● Photo-based point labeling data:
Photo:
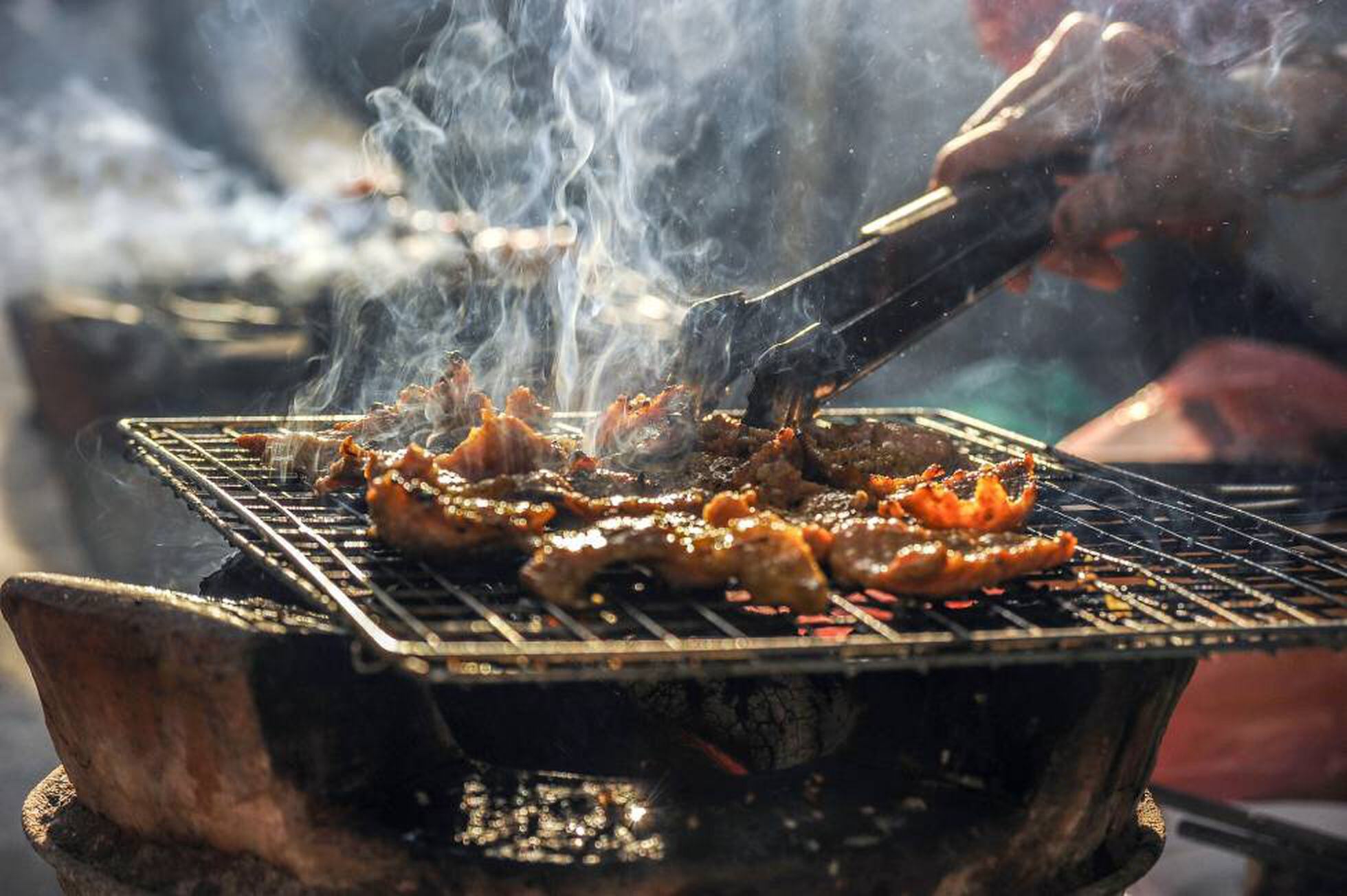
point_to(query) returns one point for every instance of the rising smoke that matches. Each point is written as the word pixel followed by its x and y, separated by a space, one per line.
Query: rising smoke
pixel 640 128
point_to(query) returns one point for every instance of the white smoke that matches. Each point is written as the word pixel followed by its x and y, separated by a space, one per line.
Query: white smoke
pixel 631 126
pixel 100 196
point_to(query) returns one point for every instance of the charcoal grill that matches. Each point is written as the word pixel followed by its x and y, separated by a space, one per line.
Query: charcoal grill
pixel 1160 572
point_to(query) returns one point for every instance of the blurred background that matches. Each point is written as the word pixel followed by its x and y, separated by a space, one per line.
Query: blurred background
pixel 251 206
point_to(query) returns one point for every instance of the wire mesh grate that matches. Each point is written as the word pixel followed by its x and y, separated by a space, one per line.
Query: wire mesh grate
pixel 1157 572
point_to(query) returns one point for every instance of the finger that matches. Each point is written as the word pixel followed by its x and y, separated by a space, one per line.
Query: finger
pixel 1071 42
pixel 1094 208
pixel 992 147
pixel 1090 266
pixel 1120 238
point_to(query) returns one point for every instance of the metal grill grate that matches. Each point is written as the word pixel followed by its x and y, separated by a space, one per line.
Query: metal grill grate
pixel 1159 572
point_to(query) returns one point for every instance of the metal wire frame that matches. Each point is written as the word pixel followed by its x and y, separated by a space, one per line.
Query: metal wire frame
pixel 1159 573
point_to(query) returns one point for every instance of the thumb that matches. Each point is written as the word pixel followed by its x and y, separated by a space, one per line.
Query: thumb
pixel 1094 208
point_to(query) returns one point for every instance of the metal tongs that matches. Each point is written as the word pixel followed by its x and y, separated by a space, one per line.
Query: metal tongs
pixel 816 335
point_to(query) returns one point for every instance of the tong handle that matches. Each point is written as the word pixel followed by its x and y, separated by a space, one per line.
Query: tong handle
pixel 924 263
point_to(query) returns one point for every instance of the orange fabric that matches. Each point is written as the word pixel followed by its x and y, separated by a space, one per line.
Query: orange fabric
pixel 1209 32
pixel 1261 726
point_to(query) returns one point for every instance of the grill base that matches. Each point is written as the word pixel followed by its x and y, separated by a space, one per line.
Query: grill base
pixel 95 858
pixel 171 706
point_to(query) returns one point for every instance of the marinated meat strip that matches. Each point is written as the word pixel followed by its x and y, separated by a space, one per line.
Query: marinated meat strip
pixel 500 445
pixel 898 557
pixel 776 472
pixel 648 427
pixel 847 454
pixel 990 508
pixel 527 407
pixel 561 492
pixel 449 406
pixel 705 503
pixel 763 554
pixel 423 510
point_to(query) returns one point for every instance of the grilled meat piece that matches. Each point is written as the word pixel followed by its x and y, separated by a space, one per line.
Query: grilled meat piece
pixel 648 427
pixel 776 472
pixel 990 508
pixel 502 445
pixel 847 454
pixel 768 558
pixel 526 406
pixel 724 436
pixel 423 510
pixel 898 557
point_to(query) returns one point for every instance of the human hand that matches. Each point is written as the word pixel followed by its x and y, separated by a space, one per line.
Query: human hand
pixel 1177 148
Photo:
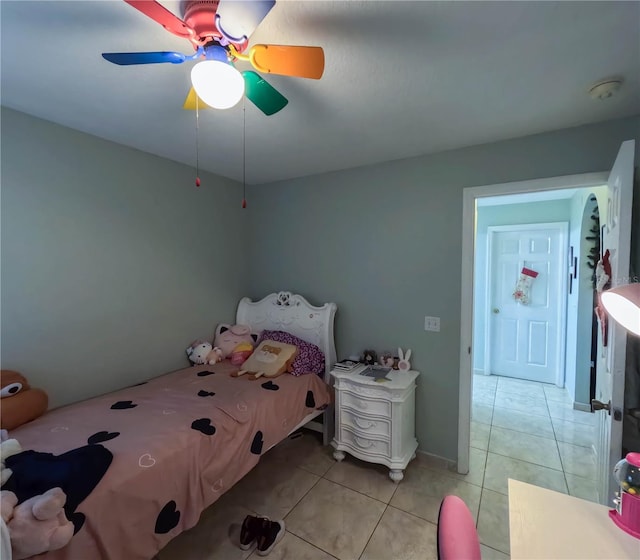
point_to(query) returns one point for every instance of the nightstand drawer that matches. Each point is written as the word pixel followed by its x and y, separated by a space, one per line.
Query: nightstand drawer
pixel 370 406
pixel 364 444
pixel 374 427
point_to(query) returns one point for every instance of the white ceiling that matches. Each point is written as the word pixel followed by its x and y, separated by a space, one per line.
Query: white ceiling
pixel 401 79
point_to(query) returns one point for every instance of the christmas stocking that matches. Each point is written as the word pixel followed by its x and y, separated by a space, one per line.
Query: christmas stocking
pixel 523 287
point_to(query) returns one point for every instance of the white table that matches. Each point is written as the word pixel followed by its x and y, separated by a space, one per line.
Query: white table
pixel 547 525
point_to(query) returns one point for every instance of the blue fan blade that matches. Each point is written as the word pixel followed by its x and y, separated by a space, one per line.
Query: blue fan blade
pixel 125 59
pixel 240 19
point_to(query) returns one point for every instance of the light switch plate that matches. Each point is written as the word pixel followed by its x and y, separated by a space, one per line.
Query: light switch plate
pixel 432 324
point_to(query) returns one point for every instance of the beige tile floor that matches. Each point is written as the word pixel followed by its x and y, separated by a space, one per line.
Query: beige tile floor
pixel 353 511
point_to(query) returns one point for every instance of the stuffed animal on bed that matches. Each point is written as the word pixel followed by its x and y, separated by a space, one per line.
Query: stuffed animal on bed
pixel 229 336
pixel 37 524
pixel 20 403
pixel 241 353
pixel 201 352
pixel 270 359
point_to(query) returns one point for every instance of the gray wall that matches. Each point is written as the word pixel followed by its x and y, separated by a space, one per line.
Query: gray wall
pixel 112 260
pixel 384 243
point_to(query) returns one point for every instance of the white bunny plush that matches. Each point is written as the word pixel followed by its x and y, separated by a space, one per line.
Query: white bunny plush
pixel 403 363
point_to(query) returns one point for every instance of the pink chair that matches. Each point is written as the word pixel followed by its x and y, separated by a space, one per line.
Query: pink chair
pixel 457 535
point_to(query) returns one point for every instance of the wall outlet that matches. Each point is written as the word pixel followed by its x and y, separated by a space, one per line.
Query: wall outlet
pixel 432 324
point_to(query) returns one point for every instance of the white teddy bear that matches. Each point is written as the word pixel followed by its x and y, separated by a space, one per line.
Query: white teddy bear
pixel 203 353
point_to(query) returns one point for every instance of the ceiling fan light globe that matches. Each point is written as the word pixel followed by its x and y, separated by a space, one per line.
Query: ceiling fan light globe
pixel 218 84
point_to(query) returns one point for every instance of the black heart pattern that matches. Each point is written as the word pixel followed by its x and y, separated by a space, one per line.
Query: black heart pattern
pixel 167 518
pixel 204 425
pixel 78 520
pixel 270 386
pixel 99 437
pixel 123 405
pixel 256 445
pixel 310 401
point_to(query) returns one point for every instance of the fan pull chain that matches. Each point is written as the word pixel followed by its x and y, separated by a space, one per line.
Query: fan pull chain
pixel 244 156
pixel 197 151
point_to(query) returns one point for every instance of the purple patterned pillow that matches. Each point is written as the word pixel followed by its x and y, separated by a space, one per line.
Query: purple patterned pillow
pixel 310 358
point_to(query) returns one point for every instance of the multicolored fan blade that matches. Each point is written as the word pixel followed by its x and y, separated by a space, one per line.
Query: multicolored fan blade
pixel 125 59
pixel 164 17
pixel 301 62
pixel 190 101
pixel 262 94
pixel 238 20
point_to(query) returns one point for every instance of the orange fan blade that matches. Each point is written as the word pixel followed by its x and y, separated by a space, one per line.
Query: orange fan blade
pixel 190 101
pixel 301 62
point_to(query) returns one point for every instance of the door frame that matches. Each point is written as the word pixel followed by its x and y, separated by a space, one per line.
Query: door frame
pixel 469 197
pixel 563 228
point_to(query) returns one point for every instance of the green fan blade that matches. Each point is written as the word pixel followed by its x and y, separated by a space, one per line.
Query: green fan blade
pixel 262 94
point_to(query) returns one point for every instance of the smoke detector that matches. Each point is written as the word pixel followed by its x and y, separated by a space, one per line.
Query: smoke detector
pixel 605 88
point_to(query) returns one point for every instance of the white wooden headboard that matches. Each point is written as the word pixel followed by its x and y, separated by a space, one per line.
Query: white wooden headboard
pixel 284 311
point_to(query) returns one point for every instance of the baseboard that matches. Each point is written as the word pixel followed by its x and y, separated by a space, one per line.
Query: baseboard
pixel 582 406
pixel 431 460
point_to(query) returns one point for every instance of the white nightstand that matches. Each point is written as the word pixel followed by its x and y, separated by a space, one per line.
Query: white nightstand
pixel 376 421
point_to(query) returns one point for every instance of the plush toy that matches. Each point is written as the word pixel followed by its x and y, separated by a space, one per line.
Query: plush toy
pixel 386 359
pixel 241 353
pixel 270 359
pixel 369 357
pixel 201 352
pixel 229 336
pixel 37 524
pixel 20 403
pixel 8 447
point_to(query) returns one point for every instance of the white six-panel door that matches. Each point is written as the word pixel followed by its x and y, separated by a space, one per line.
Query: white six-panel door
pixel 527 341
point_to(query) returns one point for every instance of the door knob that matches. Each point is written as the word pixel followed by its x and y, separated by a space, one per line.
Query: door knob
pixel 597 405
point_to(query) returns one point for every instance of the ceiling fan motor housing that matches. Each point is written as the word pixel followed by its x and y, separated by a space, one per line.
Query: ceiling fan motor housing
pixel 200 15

● Instructions for the task: Nothing but the lines from the line with "the door knob" to the last line of the listing above should appear; please retype them exactly, both ends included.

● Reply:
point_to(query) returns one point for every instance of the door knob that matches. Each point is written as the word pixel followed by its x and y, separated by a space, one per line.
Query: door knob
pixel 597 405
point_to(query) returns one point for every instance of the ceiling fan motor housing that matches. Each point is written as the word pixel followed by its x and y, separated by a space, one per line.
Query: ceiling fan motor housing
pixel 200 15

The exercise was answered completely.